Пример. Вместо уборки территории (плевое дело, ты работаешь дворником — тяжело ли прохаживаться с метлой и лопатой?) берут человек сорок и, ничего не объясняя, погружают в машину и увозят. Во-первых, за пределы части — уже здорово. Во-вторых, подальше от уборок, мытьев, чисток, смазок и т. п. и т. п., а нужно, оказывается, дело вообще невиданное — перенести остановку в поселке. Железную стенку с крышей и скамейкой, автобусную остановку, в сторону на полтора метра, в другие вырытые для опор ямки. Сорок человек хватают ее где попало и волокут. Чуть не надорвались, вывалялись в грязи, взмокли все, а считаем — повезло. Потому — дело необычное и в нашей убогой жизни развлекающее.
В воскресенье мы не отдыхаем, а проводим спортивный день. До завтрака бежим кросс — 1000 м, после завтрака продолжение следует — стометровка, метание гранаты, подъем переворотом и полоса препятствий.
Вместо этого наш взвод в ряду других из разных рот вывозили на работу в поля. Прореживали свеклу в деревеньке Кайболово — не деревенскую, естественно, а совхозную. Везли нас туда почти три часа, и через весь Ленинград, т. е. трудно было придумать другой маршрут для точного определения слов «через весь Ленинград» — из Парголово в Шушары, с Выборгского шоссе на Московское. Ну, не через центр, а по краям — Муринский ручей, Пискаревка, Охта, Правый берег, проспект Славы. Работы было много, а времени мало. <…> Поэтому на качество работы пришлось плюнуть. Что ты оставишь совхоз без свеклы — на это никто не посмотрит. А что ты отстанешь — получишь наряд. И вот, чтоб успеть, вместо прополки идет сплошное выдирание всего подряд — свеклы вместе с сорняками.

Сохранённые записи из коллекции:
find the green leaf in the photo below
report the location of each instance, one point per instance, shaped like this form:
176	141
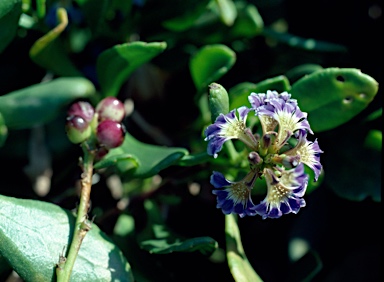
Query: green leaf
210	63
116	64
239	93
188	19
41	103
374	140
151	159
111	160
298	72
248	23
333	96
238	263
158	239
227	11
10	11
34	233
218	100
3	130
48	51
205	245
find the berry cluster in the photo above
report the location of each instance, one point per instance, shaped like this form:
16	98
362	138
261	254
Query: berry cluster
102	122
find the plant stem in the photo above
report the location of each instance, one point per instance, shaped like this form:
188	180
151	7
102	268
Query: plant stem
82	225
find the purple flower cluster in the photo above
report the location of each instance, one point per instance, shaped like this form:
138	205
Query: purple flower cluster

Набор заданий.
(a) Воспроизведите дословно часть отрывка: начните с места, где стоят слова «Пример. Вместо уборки», и остановитесь после слов «и полоса препятствий.».
(b) Перепишите все записи строка за строкой без единого изменения, только картинки в ответ не включайте.
Записи никак не связаны с отрывком.

Итоговые результаты.
(a)
Пример. Вместо уборки территории (плевое дело, ты работаешь дворником — тяжело ли прохаживаться с метлой и лопатой?) берут человек сорок и, ничего не объясняя, погружают в машину и увозят. Во-первых, за пределы части — уже здорово. Во-вторых, подальше от уборок, мытьев, чисток, смазок и т. п. и т. п., а нужно, оказывается, дело вообще невиданное — перенести остановку в поселке. Железную стенку с крышей и скамейкой, автобусную остановку, в сторону на полтора метра, в другие вырытые для опор ямки. Сорок человек хватают ее где попало и волокут. Чуть не надорвались, вывалялись в грязи, взмокли все, а считаем — повезло. Потому — дело необычное и в нашей убогой жизни развлекающее.
В воскресенье мы не отдыхаем, а проводим спортивный день. До завтрака бежим кросс — 1000 м, после завтрака продолжение следует — стометровка, метание гранаты, подъем переворотом и полоса препятствий.

(b)
find the green leaf in the photo below
report the location of each instance, one point per instance, shaped like this form:
176	141
Query: green leaf
210	63
116	64
239	93
188	19
41	103
374	140
151	159
111	160
298	72
248	23
333	96
238	263
158	239
227	11
10	11
34	233
218	100
3	130
48	51
205	245
find the berry cluster in the photo above
report the location of each instance, one point per instance, shaped like this form:
16	98
362	138
261	254
Query: berry cluster
102	122
find the plant stem in the photo above
report the location of each instance, one point per instance, shaped like this form:
188	180
151	7
102	268
Query: plant stem
82	225
find the purple flower cluster in the photo above
report the location of each instance, one point per instance, shaped like this form:
138	205
Query: purple flower cluster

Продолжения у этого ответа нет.